RECORDS SUPPLIED
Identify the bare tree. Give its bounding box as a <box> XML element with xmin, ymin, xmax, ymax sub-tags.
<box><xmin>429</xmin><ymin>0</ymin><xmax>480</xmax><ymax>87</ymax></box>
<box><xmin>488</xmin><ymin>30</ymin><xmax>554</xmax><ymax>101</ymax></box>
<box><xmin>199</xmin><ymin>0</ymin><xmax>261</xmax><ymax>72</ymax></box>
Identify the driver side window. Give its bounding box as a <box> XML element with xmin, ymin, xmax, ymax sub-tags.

EXERCISE
Lay out every line of the entries above as a JSON list of strings, one string per line, skipping any blank lines.

RESULT OF THIS EXERCISE
[
  "Identify the bare tree. Give its bounding box as a <box> XML element with xmin, ymin, xmax, ymax sub-tags.",
  "<box><xmin>429</xmin><ymin>0</ymin><xmax>480</xmax><ymax>87</ymax></box>",
  "<box><xmin>488</xmin><ymin>30</ymin><xmax>554</xmax><ymax>101</ymax></box>",
  "<box><xmin>199</xmin><ymin>0</ymin><xmax>261</xmax><ymax>72</ymax></box>",
  "Identify the driver side window. Give its bounding box as a <box> XML element with xmin, ymin, xmax, ymax sub-tags."
]